**Passage**
[Search for users] [Overall Top Noters] [List of all Conferences] [Download this site]

Conference rusure::math

Title:Mathematics at DEC
Moderator:RUSURE::EDP
Created:Mon Feb 03 1986
Last Modified:Fri Jun 06 1997
Last Successful Update:Fri Jun 06 1997
Number of topics:2083
Total number of notes:14613

1665.0. "Calculating a statistical likelihood....." by LARVAE::TREVENNOR_A (A child of init) Thu Sep 17 1992 04:41

Hi Mathematicians!
    
	X posted from the SAS conference, can anyone here assist please?
    
    AT.
    
    
                   <<< YIELD::PAGESWAP$:[NOTES$LIBRARY]SAS.NOTE;1 >>>
                         -< SAS statistical software >-
================================================================================
Note 33.0             Statisticians I need your expertise!               1 reply
TRUCKS::TREVENNOR_A "A child of init"                38 lines   7-SEP-1992 14:15
--------------------------------------------------------------------------------
    Hi there,
    
    		My name is Alan Trevennor. I am a software specialist in
    the UK. I need help with a statistical problem. This was the only 
    conference I could find whose title seemed even remotely applicable to
    a question to which I need an answer. If anyone can mail me a more
    suitable conference location I'll be happy to remove this note there.
    
    I need the help of a statistician to answer a question which is well
    beyond my poor abilities to even attempt!
         
    On an audio CD each item (track) is held as data. The data is held in
    blocks of data called frames. Each frame on the disk has a number -
    they number from zero on up to some large number (26843545600 I think).
    
    Now, each CD contains a table of contents (TOC) entry which specifies
    at which frame number each item (track) on the disk commences and how
    many frames it plays for. Given that a CD can contain up to (I believe)

Pointing and labeling entries
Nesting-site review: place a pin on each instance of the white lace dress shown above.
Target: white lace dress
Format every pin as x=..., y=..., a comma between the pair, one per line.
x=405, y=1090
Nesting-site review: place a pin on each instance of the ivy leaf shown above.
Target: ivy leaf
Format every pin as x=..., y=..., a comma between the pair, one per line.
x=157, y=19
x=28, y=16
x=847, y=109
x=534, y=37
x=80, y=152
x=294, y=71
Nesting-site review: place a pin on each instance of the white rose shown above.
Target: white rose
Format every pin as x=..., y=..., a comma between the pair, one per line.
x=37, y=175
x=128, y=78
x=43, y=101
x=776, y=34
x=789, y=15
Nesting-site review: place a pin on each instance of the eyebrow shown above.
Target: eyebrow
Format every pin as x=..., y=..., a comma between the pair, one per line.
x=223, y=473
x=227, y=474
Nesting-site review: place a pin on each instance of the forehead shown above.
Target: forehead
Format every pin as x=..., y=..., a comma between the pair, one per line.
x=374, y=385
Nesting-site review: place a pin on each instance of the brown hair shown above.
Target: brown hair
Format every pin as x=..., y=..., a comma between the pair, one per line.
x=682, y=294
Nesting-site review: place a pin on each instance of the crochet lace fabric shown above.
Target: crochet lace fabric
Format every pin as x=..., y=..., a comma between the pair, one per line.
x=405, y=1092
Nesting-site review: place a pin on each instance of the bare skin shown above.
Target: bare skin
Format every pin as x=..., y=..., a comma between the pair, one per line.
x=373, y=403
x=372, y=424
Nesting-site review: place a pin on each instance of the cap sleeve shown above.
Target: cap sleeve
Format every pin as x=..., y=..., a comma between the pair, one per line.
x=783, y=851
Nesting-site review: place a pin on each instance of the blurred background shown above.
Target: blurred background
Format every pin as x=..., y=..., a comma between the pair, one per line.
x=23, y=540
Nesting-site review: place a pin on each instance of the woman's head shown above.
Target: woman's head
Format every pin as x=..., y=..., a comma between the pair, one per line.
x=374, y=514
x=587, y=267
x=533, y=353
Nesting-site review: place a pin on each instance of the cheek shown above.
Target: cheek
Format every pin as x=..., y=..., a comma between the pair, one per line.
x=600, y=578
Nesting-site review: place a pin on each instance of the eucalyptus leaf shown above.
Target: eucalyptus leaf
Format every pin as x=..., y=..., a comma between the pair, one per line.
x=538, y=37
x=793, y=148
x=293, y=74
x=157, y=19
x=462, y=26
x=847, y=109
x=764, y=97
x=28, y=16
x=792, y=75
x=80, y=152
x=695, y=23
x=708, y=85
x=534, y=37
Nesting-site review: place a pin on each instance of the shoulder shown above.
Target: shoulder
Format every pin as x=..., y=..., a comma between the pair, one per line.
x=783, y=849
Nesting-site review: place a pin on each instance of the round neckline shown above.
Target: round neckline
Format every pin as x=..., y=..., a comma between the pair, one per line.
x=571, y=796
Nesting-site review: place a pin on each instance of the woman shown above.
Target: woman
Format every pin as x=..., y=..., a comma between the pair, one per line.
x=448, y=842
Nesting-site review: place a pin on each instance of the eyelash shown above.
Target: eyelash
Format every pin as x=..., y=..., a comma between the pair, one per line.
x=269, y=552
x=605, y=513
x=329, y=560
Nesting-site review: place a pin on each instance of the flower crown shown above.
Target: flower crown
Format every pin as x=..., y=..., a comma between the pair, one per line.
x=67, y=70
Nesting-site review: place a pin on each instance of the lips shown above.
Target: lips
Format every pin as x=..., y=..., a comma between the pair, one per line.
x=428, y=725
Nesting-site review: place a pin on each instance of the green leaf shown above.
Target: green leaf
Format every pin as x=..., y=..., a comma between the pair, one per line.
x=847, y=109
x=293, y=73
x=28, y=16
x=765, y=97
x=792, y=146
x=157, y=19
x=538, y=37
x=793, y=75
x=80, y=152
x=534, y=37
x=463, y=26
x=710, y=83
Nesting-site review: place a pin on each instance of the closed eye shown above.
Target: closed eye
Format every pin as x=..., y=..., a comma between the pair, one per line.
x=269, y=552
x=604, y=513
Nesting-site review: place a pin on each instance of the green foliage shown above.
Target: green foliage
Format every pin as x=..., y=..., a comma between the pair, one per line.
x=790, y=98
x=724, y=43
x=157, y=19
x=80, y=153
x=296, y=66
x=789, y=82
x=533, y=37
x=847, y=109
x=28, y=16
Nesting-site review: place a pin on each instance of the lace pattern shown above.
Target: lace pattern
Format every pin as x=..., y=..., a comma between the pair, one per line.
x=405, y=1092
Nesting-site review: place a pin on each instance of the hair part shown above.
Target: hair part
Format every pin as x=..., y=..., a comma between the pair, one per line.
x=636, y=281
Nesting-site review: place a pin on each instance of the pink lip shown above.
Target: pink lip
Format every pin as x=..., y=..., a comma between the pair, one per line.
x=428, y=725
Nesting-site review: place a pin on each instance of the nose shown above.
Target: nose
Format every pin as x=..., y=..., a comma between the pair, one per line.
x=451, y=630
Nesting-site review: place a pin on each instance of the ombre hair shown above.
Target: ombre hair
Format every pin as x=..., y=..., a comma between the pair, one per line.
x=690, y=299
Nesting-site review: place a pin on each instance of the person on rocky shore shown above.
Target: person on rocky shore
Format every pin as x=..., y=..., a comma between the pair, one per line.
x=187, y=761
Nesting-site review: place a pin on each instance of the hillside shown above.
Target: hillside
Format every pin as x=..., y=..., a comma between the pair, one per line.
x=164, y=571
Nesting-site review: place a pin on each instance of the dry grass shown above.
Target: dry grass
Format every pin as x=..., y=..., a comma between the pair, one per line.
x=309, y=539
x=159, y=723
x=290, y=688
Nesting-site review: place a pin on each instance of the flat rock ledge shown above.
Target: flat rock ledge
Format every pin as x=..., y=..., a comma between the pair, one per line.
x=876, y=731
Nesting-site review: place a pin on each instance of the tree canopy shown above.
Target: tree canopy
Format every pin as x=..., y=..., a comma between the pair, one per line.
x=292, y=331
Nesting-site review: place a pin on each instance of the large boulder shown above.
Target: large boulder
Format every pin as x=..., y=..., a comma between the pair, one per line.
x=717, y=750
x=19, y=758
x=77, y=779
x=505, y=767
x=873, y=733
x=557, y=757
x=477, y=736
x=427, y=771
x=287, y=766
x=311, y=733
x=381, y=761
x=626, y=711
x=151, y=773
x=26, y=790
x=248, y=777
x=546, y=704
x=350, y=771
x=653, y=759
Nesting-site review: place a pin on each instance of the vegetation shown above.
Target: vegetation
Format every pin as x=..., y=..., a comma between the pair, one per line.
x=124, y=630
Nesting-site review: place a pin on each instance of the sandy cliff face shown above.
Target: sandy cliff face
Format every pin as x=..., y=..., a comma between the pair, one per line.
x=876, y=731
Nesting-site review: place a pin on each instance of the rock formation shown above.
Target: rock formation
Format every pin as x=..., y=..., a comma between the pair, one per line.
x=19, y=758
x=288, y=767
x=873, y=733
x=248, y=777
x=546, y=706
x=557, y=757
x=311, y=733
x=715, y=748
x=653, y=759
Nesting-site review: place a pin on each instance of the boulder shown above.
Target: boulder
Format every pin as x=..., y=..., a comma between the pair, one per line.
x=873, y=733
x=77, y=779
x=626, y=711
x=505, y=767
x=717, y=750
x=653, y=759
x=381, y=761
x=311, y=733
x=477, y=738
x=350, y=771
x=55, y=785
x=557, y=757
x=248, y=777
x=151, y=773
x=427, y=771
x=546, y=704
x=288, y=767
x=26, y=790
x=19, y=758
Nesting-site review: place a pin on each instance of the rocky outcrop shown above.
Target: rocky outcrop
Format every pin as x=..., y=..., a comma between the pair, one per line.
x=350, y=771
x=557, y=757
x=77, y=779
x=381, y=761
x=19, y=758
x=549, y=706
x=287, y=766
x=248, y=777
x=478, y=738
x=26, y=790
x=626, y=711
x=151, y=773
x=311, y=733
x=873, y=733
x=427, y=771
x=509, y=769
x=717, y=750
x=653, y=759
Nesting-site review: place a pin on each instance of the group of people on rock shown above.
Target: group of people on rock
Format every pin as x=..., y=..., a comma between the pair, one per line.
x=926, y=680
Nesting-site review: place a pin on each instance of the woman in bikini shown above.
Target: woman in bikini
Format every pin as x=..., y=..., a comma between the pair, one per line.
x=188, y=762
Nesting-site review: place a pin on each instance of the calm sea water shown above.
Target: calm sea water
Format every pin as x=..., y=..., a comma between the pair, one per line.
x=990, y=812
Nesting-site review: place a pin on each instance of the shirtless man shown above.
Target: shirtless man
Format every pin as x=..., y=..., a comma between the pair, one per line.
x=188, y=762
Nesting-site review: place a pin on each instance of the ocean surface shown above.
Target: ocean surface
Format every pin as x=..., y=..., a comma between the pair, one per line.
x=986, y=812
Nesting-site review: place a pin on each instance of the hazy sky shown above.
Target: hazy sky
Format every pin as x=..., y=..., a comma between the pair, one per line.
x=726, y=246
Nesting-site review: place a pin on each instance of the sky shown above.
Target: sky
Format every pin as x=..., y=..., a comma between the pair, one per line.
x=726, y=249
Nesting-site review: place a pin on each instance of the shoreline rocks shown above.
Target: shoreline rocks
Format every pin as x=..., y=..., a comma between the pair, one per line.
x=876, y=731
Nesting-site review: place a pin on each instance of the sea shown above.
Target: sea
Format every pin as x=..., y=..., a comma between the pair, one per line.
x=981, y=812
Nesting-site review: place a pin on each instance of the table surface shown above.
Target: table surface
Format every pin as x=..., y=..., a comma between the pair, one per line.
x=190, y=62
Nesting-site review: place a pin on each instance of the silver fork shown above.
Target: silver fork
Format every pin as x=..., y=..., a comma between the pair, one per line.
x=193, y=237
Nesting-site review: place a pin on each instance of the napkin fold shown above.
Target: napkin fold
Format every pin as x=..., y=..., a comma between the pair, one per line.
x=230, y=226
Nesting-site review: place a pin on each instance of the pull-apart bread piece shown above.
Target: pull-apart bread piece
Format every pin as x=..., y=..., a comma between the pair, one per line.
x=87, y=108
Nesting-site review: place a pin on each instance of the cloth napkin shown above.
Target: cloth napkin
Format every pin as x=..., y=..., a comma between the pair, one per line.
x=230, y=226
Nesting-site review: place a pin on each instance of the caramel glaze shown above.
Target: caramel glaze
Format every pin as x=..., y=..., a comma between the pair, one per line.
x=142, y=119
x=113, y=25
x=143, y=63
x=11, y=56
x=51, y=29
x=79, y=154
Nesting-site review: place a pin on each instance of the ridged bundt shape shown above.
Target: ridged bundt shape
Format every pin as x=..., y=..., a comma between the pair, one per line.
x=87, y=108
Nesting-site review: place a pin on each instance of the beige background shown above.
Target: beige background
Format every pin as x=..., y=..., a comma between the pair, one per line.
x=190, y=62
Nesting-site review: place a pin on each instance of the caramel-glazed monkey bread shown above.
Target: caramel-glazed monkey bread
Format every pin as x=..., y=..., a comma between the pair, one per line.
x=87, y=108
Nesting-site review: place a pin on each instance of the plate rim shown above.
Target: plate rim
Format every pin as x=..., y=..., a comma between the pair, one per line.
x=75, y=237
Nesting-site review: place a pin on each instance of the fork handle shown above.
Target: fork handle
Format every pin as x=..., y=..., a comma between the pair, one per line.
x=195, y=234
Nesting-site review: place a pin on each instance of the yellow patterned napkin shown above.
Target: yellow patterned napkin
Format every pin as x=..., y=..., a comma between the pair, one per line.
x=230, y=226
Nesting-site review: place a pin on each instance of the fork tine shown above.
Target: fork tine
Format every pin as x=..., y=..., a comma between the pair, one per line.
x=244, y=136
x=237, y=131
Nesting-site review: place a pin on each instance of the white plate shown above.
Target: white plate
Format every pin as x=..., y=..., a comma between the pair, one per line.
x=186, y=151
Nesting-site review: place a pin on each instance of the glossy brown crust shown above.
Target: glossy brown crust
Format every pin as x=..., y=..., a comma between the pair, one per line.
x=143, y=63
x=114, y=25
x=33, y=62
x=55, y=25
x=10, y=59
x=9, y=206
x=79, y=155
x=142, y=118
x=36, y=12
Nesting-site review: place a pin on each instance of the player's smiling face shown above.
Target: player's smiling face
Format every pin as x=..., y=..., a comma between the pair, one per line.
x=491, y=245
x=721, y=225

**Required task 1**
Answer these questions from the forum thread on CD frames:
(a) On what date was the conference created?
(b) What does the poster say his job is, and in which country?
(c) What two things does a CD's table of contents entry specify for each track?
**Required task 2**
Reproduce the forum thread on CD frames from "I need the help" down to "(26843545600 I think).".
**Required task 3**
Carry on the forum thread on CD frames from the point where it stops.

**Reply 1**
(a) Mon Feb 03 1986
(b) He is a software specialist in the UK.
(c) The frame number at which the track commences and how many frames it plays for.

**Reply 2**
I need the help of a statistician to answer a question which is well
    beyond my poor abilities to even attempt!
         
    On an audio CD each item (track) is held as data. The data is held in
    blocks of data called frames. Each frame on the disk has a number -
    they number from zero on up to some large number (26843545600 I think).

**Reply 3**
    64 items, and that - although they must not overlap - they can start
    almost any place on the disk and be of any length other than zero. So,
    to my question: What is the statistical likelihood of any two CDs
    having identical tables of contents - yet actually containing different
    material? Is it a million to one chance, or better?
    
    Why do I want to know this? Well, although the slots are provided in
    the CD data format the record companies do not currently put
    information onto CDs which uniquely idetifies a disk (like who it is by
    and what the tracks are called etc). If my software wants to know what
    is in the CD player I have to tell it. If I can be pretty darn sure by
    reading the TOC from a disk and recognising it that I have the right
    disk it sounds like a good interim solution. But how sure can I be? Is
    it an answerable question?
    
    Thanks in any case      
    Regards
    Alan Trevennor
    UK UNIX and Multimedia consultant.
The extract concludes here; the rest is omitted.